**What is asked**
Write the next part of the article on the Syrian rebellion against Assad, starting after its final sentence.

------ Reading passage ------

The on-going rebellion against the regime of President Bashar al-Assad in Syria seem to be supported by many around the world. The United States which supposedly helped "liberate" Iraq from Saddam Hussein seem not serious in wanting to end the blood bath there.
Objections from China and Russia has been cited for the lack of action by other nations. However the real reason for the United States and its allies' abstention from action on the Syrian regime is not China and Russia.
China and Russia both have their reasons for wanting keep the current regime in Syria in power. Russia is the biggest supplier of arms to Syria. China meanwhile shares many of its communist ideologies with socialist Syria.
But it is believed that what keeps Western powers from interfering in Syria is that Al-Qaeda also dreams of seeing the Assad regime toppled.
The West is in a catch-22 situation where it suddenly finds it has a common enemy with the Al-Qaeda.
It would be interesting to note that despite having a population with over 70% Sunni Muslims, the ruling family in Syria belong to a distinct heterodox branch of Islam-Alawiism. Until 1973, this sect was not even considered as part of Islam.
It was the Shiite cleric Musa al Sadr who issued a fatwa* declaring the Alawis to be Shiite Muslims. But this would not have been done if Assad's father, Hafez al-Assad had not been in power.
Some of the distinct features of Alawi beliefs from the rest of Islam is the drinking of wine as part of worship, the observance of Christian holidays such as Christmas,Easter, Epiphany and Pentecost. The Alawis do not perform the five-times-a-day prayer like the majority of Muslims and mosques are absent in many Alawi areas. Fasting in Ramadan is also not observed.
Now, Al-Qaeda and many orthodox Sunni Muslim individuals, organizations and nations would like to see the fall of Assad so that "true Muslims" could once again helm Syria. It is an irritant for some of them to see a large Sunni Muslim nation in the middle of the Middle East being ruled by what they consider nominal Muslims.
It is also no secret that many of those in Syria who want to topple Assad harbour dreams of creating an Islamic state.

------ Data extract ------

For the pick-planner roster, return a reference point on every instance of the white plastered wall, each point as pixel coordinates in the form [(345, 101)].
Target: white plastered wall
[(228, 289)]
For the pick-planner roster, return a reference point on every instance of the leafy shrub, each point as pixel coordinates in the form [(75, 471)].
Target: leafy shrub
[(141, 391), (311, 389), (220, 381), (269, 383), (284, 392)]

------

**Output for this exercise**
The Assad regime is strongly backed by Alawis, Druze** and Christians who fear that a Sunni Muslim government would discriminate against minorities.
Arab nations with the exception of Iraq are already calling for the supply of arms to the rebellion in Syria. Even Turkey is calling for action on Syria. Understandably these are Sunni Muslim nations.
Iraq meanwhile has a Shiite majority. Iran too backs the Assad regime in Syria as it is also a Shiite nation. And it would not be surprising if Iran is hoping to maintain a Shiite corridor between the Mediterranean Sea and the Gulf of Persia.
The fact that Alawis are not really Shiites does not seem to bother the orthodox Shiite government of Iran, as what matters is that the Alawis are not Sunnis.
As for the international community, the question that they should ask is whether they want to see the fall of a secular Syrian government and the rise of an Islamist government which might persecute against non-Sunnis in the country.
What would the future be for the Alawis and non-Muslims in Syria should a Sunni-majority government be installed. Christians especially do not want the same fate as their brethren in Egypt and Iraq, where attacks against Christians are becoming constant since the fall of Hosni Mubarak and Saddam Hussein respectively.
Would the Alawis too be persecuted like the Bahais, Ahmadiyas and Alevis in other predominantly Muslim countries?
As much as we would like to sympathise with the protestors and rebels in Syria, we must also not forget the fate that awaits Syria's religious minorities should the rebels gain the upper hand.
Already a prominent Syrian Sunni cleric, Adnan al-Arour has threatened the Alawi community should Assad be toppled. He said "we shall mince them in grinders and feed them to the dogs" on the Middle-Eastern television channel-MEMRI TV.
True, Assad's military has committed some despicable acts such as torture, executions, large scale killings, desecration of mosques. But are these done on Assad's orders or by some overzealous people in his regime?
The international community including Malaysia should be cautious by not supporting the rebels in Syria. But what they could do is to get Assad to relax military assault on civillian targets and also to get him to rid the Syrian military of generals who have ordered this.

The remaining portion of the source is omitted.